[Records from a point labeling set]

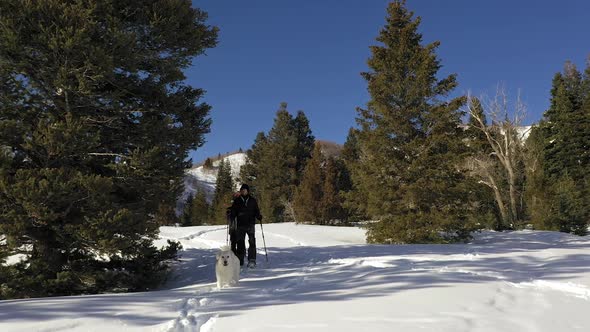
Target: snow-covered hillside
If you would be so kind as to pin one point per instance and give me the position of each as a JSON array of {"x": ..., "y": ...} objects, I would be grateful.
[
  {"x": 199, "y": 178},
  {"x": 321, "y": 278}
]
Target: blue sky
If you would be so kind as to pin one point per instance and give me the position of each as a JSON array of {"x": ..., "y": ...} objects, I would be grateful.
[{"x": 309, "y": 53}]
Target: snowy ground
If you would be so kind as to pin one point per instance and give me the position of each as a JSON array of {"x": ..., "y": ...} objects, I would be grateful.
[{"x": 327, "y": 279}]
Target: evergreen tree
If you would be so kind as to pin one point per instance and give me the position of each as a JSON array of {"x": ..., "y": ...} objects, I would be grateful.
[
  {"x": 330, "y": 204},
  {"x": 354, "y": 203},
  {"x": 308, "y": 197},
  {"x": 224, "y": 188},
  {"x": 273, "y": 162},
  {"x": 564, "y": 181},
  {"x": 305, "y": 143},
  {"x": 410, "y": 141},
  {"x": 96, "y": 124},
  {"x": 187, "y": 211}
]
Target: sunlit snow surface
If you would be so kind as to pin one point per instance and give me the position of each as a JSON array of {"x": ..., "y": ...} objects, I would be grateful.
[{"x": 327, "y": 279}]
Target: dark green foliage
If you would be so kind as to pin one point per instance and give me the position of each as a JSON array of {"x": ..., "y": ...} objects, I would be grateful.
[
  {"x": 354, "y": 203},
  {"x": 309, "y": 193},
  {"x": 559, "y": 187},
  {"x": 274, "y": 163},
  {"x": 95, "y": 128},
  {"x": 410, "y": 141},
  {"x": 331, "y": 203},
  {"x": 224, "y": 188}
]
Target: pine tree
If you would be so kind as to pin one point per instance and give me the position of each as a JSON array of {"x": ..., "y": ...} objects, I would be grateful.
[
  {"x": 305, "y": 143},
  {"x": 96, "y": 123},
  {"x": 330, "y": 204},
  {"x": 565, "y": 177},
  {"x": 273, "y": 161},
  {"x": 308, "y": 196},
  {"x": 187, "y": 212},
  {"x": 410, "y": 141},
  {"x": 224, "y": 188}
]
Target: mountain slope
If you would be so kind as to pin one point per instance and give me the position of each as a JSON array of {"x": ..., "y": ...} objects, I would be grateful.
[{"x": 201, "y": 178}]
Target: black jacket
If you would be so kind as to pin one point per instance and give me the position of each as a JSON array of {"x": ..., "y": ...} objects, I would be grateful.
[{"x": 246, "y": 210}]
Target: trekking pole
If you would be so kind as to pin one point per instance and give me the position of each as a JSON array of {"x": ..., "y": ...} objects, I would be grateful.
[{"x": 264, "y": 242}]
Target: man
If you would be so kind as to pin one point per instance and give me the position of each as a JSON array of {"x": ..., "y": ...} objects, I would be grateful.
[{"x": 245, "y": 210}]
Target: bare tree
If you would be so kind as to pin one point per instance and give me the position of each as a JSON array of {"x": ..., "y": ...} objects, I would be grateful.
[{"x": 505, "y": 143}]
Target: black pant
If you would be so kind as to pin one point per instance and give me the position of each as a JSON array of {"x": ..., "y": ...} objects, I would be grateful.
[{"x": 240, "y": 240}]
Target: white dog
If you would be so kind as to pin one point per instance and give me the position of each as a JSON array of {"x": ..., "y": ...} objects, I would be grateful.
[{"x": 227, "y": 268}]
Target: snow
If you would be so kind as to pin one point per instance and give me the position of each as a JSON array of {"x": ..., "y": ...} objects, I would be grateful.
[
  {"x": 199, "y": 178},
  {"x": 321, "y": 278}
]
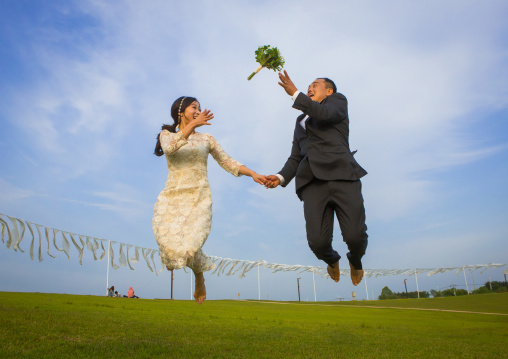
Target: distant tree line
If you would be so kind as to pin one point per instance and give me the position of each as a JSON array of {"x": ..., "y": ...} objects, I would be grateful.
[{"x": 496, "y": 286}]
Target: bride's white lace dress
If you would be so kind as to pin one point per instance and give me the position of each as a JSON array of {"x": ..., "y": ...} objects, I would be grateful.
[{"x": 183, "y": 211}]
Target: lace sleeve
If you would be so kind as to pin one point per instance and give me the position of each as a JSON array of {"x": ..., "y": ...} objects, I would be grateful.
[
  {"x": 223, "y": 159},
  {"x": 171, "y": 142}
]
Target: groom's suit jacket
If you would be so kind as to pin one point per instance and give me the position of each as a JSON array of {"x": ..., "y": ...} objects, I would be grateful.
[{"x": 322, "y": 149}]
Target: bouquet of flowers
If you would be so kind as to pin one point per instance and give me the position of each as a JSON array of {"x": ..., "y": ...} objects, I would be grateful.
[{"x": 268, "y": 57}]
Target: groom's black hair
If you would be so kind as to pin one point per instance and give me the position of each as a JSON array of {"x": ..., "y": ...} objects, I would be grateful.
[{"x": 329, "y": 84}]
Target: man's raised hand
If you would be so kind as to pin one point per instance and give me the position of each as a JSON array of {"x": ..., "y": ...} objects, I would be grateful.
[{"x": 287, "y": 84}]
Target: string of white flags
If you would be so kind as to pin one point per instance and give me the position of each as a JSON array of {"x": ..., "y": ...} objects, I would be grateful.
[{"x": 14, "y": 230}]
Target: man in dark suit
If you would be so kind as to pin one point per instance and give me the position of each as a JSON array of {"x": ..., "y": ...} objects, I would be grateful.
[{"x": 327, "y": 177}]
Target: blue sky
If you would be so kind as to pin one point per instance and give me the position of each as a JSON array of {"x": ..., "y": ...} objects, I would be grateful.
[{"x": 86, "y": 85}]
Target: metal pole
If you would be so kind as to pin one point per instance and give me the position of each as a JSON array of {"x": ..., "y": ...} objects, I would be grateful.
[
  {"x": 417, "y": 290},
  {"x": 259, "y": 286},
  {"x": 172, "y": 277},
  {"x": 463, "y": 270},
  {"x": 107, "y": 271},
  {"x": 366, "y": 289},
  {"x": 315, "y": 298}
]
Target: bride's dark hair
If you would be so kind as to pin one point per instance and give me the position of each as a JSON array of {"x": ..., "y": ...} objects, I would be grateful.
[{"x": 177, "y": 109}]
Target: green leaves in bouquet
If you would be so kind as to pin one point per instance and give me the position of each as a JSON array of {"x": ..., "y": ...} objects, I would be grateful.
[{"x": 269, "y": 57}]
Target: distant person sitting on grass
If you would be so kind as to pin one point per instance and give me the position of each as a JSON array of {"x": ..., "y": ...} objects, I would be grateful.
[{"x": 130, "y": 293}]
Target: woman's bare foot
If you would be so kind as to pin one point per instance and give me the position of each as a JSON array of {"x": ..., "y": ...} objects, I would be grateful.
[
  {"x": 356, "y": 275},
  {"x": 200, "y": 291},
  {"x": 334, "y": 271}
]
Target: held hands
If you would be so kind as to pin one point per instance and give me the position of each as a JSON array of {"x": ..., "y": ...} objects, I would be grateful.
[
  {"x": 259, "y": 178},
  {"x": 272, "y": 181},
  {"x": 287, "y": 84},
  {"x": 202, "y": 119}
]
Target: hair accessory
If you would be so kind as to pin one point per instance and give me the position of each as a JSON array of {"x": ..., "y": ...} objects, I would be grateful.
[{"x": 180, "y": 108}]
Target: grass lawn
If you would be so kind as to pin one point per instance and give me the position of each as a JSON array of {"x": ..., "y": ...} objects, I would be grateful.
[{"x": 37, "y": 325}]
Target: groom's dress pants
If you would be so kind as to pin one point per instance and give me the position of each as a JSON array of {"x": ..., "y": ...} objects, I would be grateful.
[{"x": 323, "y": 199}]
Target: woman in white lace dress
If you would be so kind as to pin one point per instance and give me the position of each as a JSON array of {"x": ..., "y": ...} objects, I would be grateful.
[{"x": 183, "y": 211}]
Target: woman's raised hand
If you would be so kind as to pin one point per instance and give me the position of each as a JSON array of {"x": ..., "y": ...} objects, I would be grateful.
[{"x": 202, "y": 119}]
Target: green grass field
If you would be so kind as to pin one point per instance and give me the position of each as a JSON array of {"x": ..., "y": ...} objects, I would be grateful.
[{"x": 37, "y": 325}]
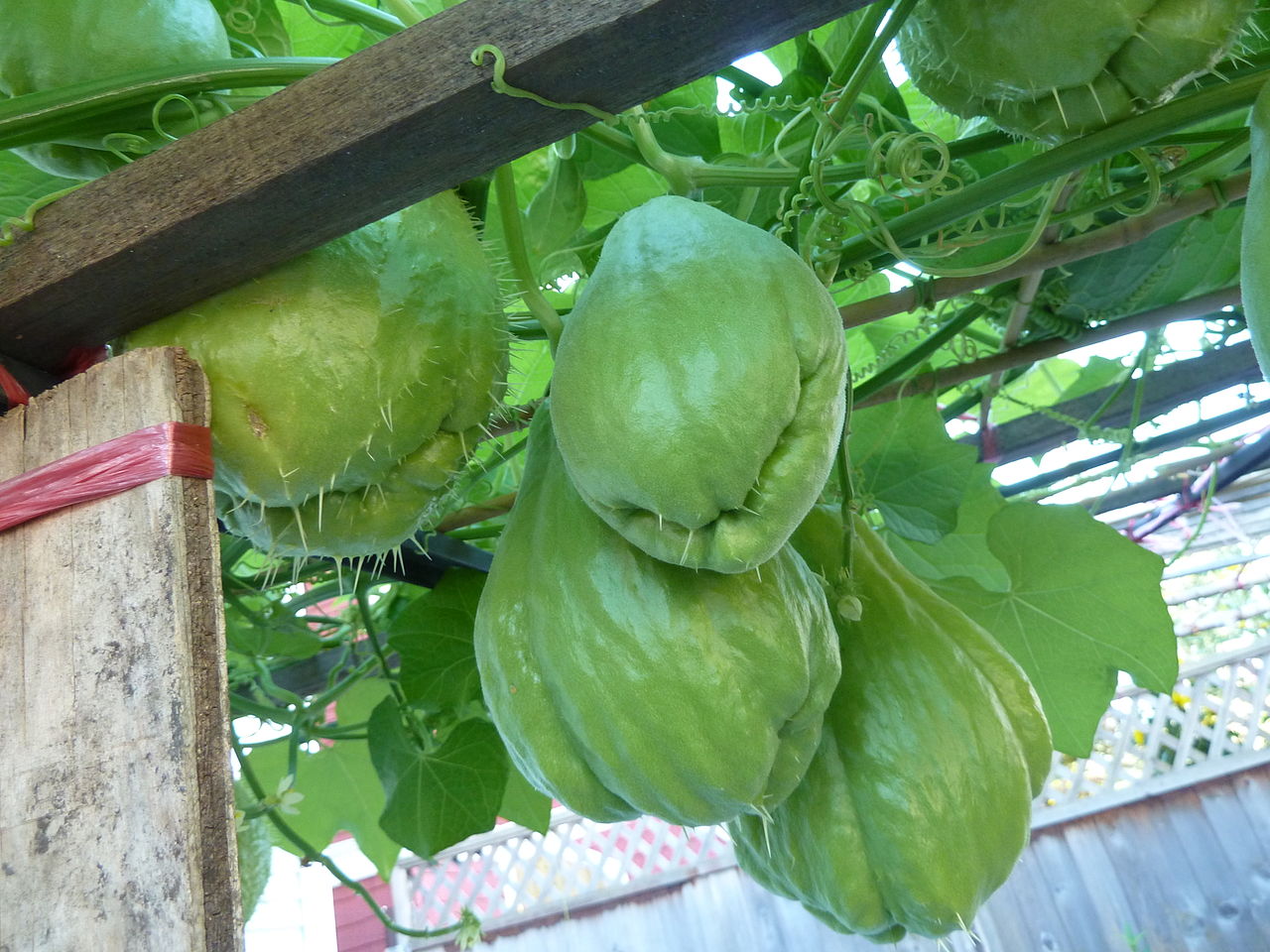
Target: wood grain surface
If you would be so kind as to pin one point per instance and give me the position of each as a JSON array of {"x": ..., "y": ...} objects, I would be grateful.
[{"x": 116, "y": 806}]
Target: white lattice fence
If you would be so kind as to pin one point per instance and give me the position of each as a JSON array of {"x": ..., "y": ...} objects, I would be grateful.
[
  {"x": 513, "y": 874},
  {"x": 1216, "y": 720}
]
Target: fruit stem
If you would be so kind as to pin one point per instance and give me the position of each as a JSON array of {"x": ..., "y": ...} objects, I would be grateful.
[{"x": 513, "y": 236}]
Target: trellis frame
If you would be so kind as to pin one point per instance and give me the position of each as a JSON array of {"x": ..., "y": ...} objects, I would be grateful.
[{"x": 204, "y": 213}]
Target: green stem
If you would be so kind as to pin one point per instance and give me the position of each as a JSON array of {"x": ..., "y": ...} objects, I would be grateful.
[
  {"x": 674, "y": 169},
  {"x": 1238, "y": 91},
  {"x": 404, "y": 10},
  {"x": 309, "y": 853},
  {"x": 920, "y": 350},
  {"x": 356, "y": 13},
  {"x": 99, "y": 107},
  {"x": 513, "y": 238},
  {"x": 878, "y": 42}
]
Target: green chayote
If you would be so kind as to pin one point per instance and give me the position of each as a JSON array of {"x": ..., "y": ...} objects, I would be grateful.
[
  {"x": 624, "y": 684},
  {"x": 698, "y": 388},
  {"x": 350, "y": 382},
  {"x": 1056, "y": 70},
  {"x": 51, "y": 44},
  {"x": 919, "y": 800}
]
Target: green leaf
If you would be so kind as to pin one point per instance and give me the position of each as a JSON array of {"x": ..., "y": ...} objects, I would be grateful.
[
  {"x": 434, "y": 636},
  {"x": 690, "y": 132},
  {"x": 525, "y": 805},
  {"x": 530, "y": 371},
  {"x": 268, "y": 631},
  {"x": 1052, "y": 382},
  {"x": 964, "y": 551},
  {"x": 910, "y": 467},
  {"x": 340, "y": 787},
  {"x": 258, "y": 24},
  {"x": 1083, "y": 603},
  {"x": 554, "y": 216},
  {"x": 616, "y": 194},
  {"x": 318, "y": 35},
  {"x": 439, "y": 797},
  {"x": 22, "y": 182}
]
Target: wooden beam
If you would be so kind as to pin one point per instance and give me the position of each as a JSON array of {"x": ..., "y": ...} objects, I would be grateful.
[
  {"x": 116, "y": 825},
  {"x": 358, "y": 140}
]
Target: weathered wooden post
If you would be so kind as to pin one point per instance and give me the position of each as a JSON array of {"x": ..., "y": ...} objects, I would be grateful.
[{"x": 116, "y": 805}]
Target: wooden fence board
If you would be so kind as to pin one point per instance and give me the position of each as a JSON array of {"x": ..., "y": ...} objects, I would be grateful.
[
  {"x": 1110, "y": 909},
  {"x": 1198, "y": 846},
  {"x": 1246, "y": 860},
  {"x": 116, "y": 826}
]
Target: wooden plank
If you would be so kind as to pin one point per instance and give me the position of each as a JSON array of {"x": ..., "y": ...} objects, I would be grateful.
[
  {"x": 397, "y": 122},
  {"x": 1109, "y": 910},
  {"x": 1166, "y": 898},
  {"x": 116, "y": 824}
]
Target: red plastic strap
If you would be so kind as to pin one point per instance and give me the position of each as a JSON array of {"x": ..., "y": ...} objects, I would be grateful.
[
  {"x": 13, "y": 391},
  {"x": 114, "y": 466}
]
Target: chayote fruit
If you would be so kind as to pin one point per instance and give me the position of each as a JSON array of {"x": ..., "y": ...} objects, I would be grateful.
[
  {"x": 624, "y": 684},
  {"x": 698, "y": 386},
  {"x": 349, "y": 384},
  {"x": 919, "y": 800},
  {"x": 51, "y": 44},
  {"x": 1053, "y": 71}
]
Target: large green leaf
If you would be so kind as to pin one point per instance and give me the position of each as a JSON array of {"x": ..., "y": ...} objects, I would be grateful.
[
  {"x": 1083, "y": 603},
  {"x": 22, "y": 182},
  {"x": 437, "y": 797},
  {"x": 339, "y": 785},
  {"x": 525, "y": 805},
  {"x": 964, "y": 551},
  {"x": 434, "y": 636},
  {"x": 553, "y": 217},
  {"x": 910, "y": 467},
  {"x": 258, "y": 24},
  {"x": 1052, "y": 382}
]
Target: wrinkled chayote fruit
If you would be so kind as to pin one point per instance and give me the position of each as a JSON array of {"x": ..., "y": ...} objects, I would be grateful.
[
  {"x": 1057, "y": 70},
  {"x": 624, "y": 685},
  {"x": 919, "y": 800},
  {"x": 349, "y": 384},
  {"x": 698, "y": 386},
  {"x": 50, "y": 44}
]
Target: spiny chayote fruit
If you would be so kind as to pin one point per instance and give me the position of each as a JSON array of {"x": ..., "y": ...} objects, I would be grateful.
[
  {"x": 919, "y": 800},
  {"x": 51, "y": 44},
  {"x": 622, "y": 684},
  {"x": 698, "y": 386},
  {"x": 349, "y": 384},
  {"x": 1057, "y": 70}
]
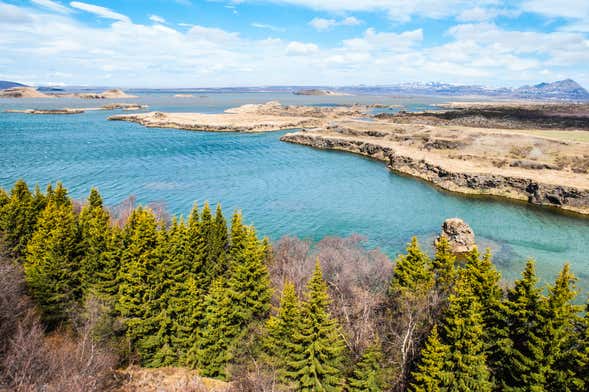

REQUIREMENT
Count how many lines of the rows above contain the word "pole", treating case as significant. Give only the number.

COMPLETED EXERCISE
2